**PROBLEM TO WORK ON:** The reply has to contain each record exactly as written.

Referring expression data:
BEGIN

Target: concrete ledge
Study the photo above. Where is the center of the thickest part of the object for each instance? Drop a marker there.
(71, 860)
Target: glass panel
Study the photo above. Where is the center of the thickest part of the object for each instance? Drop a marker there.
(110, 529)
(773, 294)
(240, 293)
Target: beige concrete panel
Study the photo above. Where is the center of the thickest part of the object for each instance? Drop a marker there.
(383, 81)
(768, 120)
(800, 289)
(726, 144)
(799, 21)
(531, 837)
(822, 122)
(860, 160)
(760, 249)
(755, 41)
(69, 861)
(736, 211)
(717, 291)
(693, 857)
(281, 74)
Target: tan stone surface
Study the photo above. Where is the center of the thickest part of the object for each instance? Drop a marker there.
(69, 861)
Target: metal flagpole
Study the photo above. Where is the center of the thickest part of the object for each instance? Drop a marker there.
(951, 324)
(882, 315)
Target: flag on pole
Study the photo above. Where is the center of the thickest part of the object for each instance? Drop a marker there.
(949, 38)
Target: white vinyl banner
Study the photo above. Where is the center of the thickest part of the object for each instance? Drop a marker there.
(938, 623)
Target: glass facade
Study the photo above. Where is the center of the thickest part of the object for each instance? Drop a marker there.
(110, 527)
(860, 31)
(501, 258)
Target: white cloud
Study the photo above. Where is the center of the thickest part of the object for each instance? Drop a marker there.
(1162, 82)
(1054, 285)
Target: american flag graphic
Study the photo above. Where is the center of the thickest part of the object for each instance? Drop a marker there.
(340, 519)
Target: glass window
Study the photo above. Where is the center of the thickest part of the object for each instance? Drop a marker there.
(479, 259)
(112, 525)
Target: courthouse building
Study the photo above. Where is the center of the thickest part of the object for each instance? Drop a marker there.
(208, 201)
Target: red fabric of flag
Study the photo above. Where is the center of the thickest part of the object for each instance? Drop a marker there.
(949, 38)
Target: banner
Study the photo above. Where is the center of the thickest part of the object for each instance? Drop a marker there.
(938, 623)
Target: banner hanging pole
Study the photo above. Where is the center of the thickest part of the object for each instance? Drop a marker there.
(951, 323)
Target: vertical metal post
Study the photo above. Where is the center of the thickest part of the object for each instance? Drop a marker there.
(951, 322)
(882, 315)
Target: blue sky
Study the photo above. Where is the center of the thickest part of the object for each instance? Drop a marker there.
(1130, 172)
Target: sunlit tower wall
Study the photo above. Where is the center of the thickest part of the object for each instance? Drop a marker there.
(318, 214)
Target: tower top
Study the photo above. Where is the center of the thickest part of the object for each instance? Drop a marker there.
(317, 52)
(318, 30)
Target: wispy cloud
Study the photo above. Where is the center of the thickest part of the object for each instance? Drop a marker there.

END

**ANSWER SPACE:**
Target: concrete ledge
Study the photo above. Where is the center of the thickest part of the object for each instance? Drop a marker there.
(71, 860)
Target: glass panel
Study the photo above. Where is the center of the thickest part of the object for each instance? Drop a marker there.
(110, 529)
(773, 294)
(240, 293)
Target: beige concrete panel
Study the photo above. Where is the center of the thickest part of the object for each instance? Drop a marker there.
(383, 81)
(768, 120)
(800, 289)
(726, 144)
(799, 21)
(531, 837)
(822, 122)
(860, 160)
(760, 249)
(755, 41)
(69, 861)
(736, 211)
(717, 291)
(693, 857)
(281, 74)
Target: tan stone surface
Study the photo above. Where is the center of the thickest part of the object for each instance? Drop a marker there.
(69, 861)
Target: metal flagpole
Study the photo above. Where is the center of the thickest part of the object for each instance? Drop a marker there.
(951, 324)
(882, 315)
Target: flag on pole
Study the photo above. Where is the center of the thickest part of the object for each instance? Drop a marker there.
(949, 38)
Target: white vinyl banner
Study the photo above. Where is the center of the thickest part of the object for each instance? Drop a marker there.
(938, 623)
Target: glass facade
Study the photo above. Where is the center of the thickest part of the object for each instance? Drop a marker there.
(110, 527)
(860, 31)
(501, 258)
Target: white cloud
Study the photo above. Where is the center of the thickest part of the object for each instance? Drop a marker there.
(1162, 82)
(1054, 285)
Target: american flag graphic
Study the photo above. Where is the center of the thickest part of the object for each instance? Drop a marker there.
(340, 519)
Target: glass window
Study the photo above. Where is the center of the thickest part of the object for each instance? Drop a marker there.
(479, 259)
(112, 525)
Target: courthouse building
Study the photo above. Where is the center of the thickest part of the object for each instance? Drop a marker there.
(208, 201)
Target: red fabric of flag
Study the photo above. Where is the center of the thickest part of the object for each instance? Drop a marker there.
(949, 38)
Target: banner
Study the photo above. Where is the center of the thickest part of the object for each instance? Drop a marker there.
(938, 623)
Target: banner hanging pole
Study the photo above. Where is the center of the thickest part of the object for each instance? Drop a marker there.
(951, 323)
Target: vertical metal post
Study the photo above. Where is the center of the thickest part of the object for each instance? Drop a marker there.
(951, 322)
(882, 315)
Target: blue sky
Study the photo above. Where is the center of the thickest part of the object for each instance? Drop a marker there.
(1130, 172)
Target: sunlit tower wall
Study the photo above. Where is the center of the thickest part of the object for each instance? Drop a marker there.
(318, 214)
Target: tower top
Study the photo above. Where is the center of the thickest part of the object for each instance? Drop a marker there.
(317, 52)
(318, 30)
Target: wispy cloud
Study the photo above. Where is the center of the thickest part of the object for each instance? Drop a marker there.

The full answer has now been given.